══ Working data
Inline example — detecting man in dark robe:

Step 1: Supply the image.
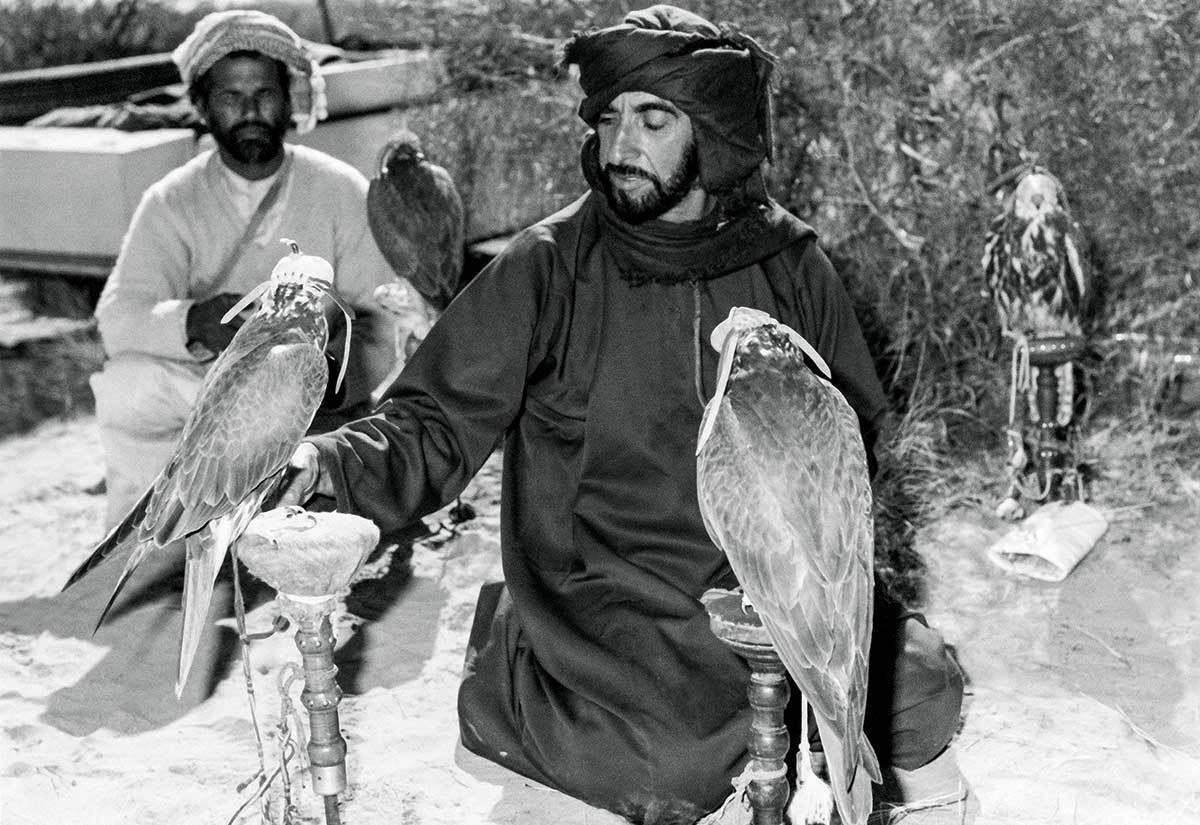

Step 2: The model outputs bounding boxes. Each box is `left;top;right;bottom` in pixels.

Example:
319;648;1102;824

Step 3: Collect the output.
283;6;965;824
════
## Work instructions
Report how many lines in the records contain the word "Step". Give only the number.

## Response to the exercise
3